According to USDA-Economic Research Service economist, Tom Hertz, the decline in the number of Mexican workers working in U.S. agriculture is largely due to Mexico’s improved economy and more Mexican laborers staying home after the U.S.’s Great Recession.

Tom Hertz is a federal government data collector who studies and analyzes numbers to grasp a real-time view of the ever-changing U.S.-Mexico farmworker-immigration issue.

Hertz, a farm labor economist with the USDA’s Economic Research Service in Washington, DC, shared a hard drive's worth of interesting farm labor data with farmers, including where farmworker numbers and wages are headed in the future.

Hertz also discussed general labor wages during and after the recession. During the U.S.’s financial slowdown, wages paid to workers were tight. This was not because of a slowdown in agriculture, Hertz noted. “Agriculture powered through the recession quite well.”

Since the Great Recession, Hertz says, wages for farm labor contractors and crew leaders have grown about 7 percent per year. Overall wage growth for general farmworkers has climbed 4.5 percent on average annually over the last four-and-a-half years. Wages for farm management-type services are nearly 6 percent higher.

The end result is fewer available workers and a growing threat to U.S. farmers who rely on farmworkers to plant, tend, and harvest crops. Hertz sees the U.S. fruit and vegetable industry as the agricultural sector which could be hurt the most by reduced farmworker numbers.

+-------+

▶ [PROMPT 1]: Extract the farm labor passage in full, word for word.
The passage and the records are unrelated material.

▶ [SUPPLIED DATA]:
+-------+

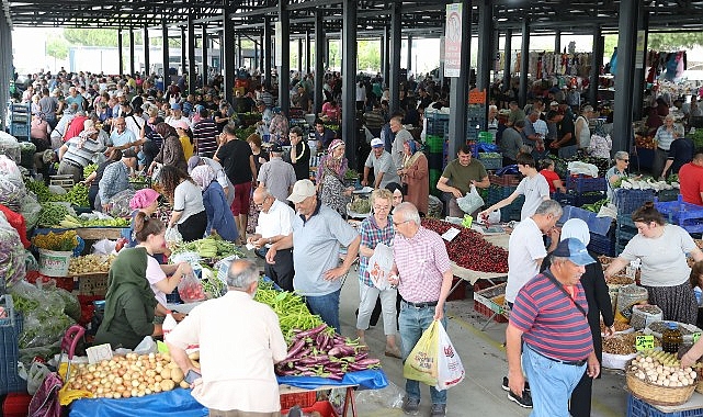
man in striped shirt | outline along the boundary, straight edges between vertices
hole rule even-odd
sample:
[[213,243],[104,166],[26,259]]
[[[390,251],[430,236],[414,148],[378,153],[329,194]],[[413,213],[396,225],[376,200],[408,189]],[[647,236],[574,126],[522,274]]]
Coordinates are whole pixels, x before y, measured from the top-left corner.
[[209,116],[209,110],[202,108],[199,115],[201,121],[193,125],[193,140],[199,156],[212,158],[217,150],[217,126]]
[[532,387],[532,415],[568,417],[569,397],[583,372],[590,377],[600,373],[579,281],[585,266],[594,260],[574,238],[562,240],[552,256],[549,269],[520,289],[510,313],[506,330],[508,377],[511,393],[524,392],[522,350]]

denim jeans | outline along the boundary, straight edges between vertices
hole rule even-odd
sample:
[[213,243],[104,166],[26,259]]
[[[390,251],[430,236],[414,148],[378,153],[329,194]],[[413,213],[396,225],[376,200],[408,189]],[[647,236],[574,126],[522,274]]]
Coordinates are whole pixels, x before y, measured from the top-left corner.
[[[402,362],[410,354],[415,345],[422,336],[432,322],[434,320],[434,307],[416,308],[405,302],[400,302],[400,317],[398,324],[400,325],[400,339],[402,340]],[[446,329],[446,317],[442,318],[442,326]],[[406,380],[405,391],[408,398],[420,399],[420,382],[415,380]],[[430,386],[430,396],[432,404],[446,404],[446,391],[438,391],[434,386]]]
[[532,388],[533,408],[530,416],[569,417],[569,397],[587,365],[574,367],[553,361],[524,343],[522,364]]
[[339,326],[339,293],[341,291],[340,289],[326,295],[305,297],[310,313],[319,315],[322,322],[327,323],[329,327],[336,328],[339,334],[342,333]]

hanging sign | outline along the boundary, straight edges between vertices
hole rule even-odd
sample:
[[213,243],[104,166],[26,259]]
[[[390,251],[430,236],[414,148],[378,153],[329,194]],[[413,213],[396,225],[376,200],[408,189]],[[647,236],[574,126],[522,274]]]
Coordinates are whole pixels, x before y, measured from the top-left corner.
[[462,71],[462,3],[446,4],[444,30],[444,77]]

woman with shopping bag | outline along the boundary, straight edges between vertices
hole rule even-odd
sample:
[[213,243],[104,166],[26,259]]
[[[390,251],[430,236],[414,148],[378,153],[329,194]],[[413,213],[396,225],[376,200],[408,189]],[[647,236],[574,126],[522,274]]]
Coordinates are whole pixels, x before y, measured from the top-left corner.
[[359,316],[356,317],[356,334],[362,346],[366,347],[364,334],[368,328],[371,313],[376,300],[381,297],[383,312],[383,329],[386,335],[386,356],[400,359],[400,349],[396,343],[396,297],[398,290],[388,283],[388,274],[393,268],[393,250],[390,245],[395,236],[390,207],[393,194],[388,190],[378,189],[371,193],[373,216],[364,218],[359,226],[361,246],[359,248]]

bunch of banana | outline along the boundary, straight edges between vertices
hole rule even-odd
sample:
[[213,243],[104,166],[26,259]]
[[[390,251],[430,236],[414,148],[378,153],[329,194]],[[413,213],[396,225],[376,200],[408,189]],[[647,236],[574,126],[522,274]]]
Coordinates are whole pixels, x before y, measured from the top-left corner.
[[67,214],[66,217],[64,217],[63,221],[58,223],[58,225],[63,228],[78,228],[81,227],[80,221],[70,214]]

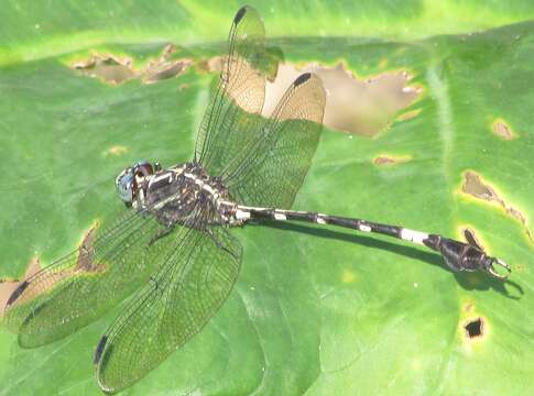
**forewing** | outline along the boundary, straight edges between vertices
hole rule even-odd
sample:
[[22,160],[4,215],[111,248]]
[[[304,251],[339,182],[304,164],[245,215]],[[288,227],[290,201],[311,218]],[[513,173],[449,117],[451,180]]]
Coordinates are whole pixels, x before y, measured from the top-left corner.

+-------+

▶ [PROMPT 2]: Copy the records verbatim, covering the stretch from their first line through the line containing "[[462,71],[462,3],[446,4],[444,30],[444,77]]", with both ends included. Leave the pictures out.

▶ [FULL ANSWER 1]:
According to USDA-Economic Research Service economist, Tom Hertz, the decline in the number of Mexican workers working in U.S. agriculture is largely due to Mexico’s improved economy and more Mexican laborers staying home after the U.S.’s Great Recession.

Tom Hertz is a federal government data collector who studies and analyzes numbers to grasp a real-time view of the ever-changing U.S.-Mexico farmworker-immigration issue.

Hertz, a farm labor economist with the USDA’s Economic Research Service in Washington, DC, shared a hard drive's worth of interesting farm labor data with farmers, including where farmworker numbers and wages are headed in the future.

Hertz also discussed general labor wages during and after the recession. During the U.S.’s financial slowdown, wages paid to workers were tight. This was not because of a slowdown in agriculture, Hertz noted. “Agriculture powered through the recession quite well.”

Since the Great Recession, Hertz says, wages for farm labor contractors and crew leaders have grown about 7 percent per year. Overall wage growth for general farmworkers has climbed 4.5 percent on average annually over the last four-and-a-half years. Wages for farm management-type services are nearly 6 percent higher.

The end result is fewer available workers and a growing threat to U.S. farmers who rely on farmworkers to plant, tend, and harvest crops. Hertz sees the U.S. fruit and vegetable industry as the agricultural sector which could be hurt the most by reduced farmworker numbers.

▶ [FULL ANSWER 2]:
man in striped shirt | outline along the boundary, straight edges between vertices
hole rule even-odd
sample:
[[213,243],[104,166],[26,259]]
[[[390,251],[430,236],[414,148],[378,153],[329,194]],[[413,213],[396,225],[376,200],[408,189]],[[647,236],[574,126],[522,274]]]
Coordinates are whole pixels, x before y, measured from the top-left corner.
[[209,116],[209,110],[202,108],[199,115],[201,121],[193,125],[193,140],[199,156],[212,158],[217,150],[217,126]]
[[532,387],[532,415],[568,417],[569,397],[583,372],[590,377],[600,373],[579,281],[585,266],[594,260],[574,238],[562,240],[552,256],[549,269],[520,289],[510,313],[506,330],[508,377],[511,393],[524,392],[522,350]]

denim jeans | outline along the boundary, straight edges between vertices
hole rule even-odd
sample:
[[213,243],[104,166],[26,259]]
[[[390,251],[430,236],[414,148],[378,153],[329,194]],[[413,213],[396,225],[376,200],[408,189]],[[647,236],[574,126],[522,274]]]
Coordinates are whole pixels, x before y, measured from the top-left corner.
[[[402,362],[410,354],[415,345],[422,336],[432,322],[434,320],[434,307],[416,308],[405,302],[400,302],[400,317],[398,324],[400,325],[400,339],[402,340]],[[446,329],[446,317],[442,318],[442,326]],[[406,380],[405,391],[408,398],[420,399],[420,382],[415,380]],[[430,386],[430,396],[432,404],[446,404],[446,391],[438,391],[434,386]]]
[[532,388],[533,408],[530,416],[569,417],[569,397],[587,365],[574,367],[553,361],[524,343],[522,364]]
[[339,326],[339,293],[341,291],[340,289],[326,295],[305,297],[310,313],[319,315],[322,322],[327,323],[329,327],[336,328],[339,334],[342,333]]

hanging sign | outline along the boundary, straight edges between vertices
hole rule even-odd
sample:
[[213,243],[104,166],[26,259]]
[[[390,251],[430,236],[414,148],[378,153],[329,194]],[[413,213],[396,225],[376,200],[408,189]],[[647,236],[574,126],[522,274]]]
Coordinates are whole pixels, x before y, measured from the top-left corner.
[[462,71],[462,3],[446,4],[444,30],[444,77]]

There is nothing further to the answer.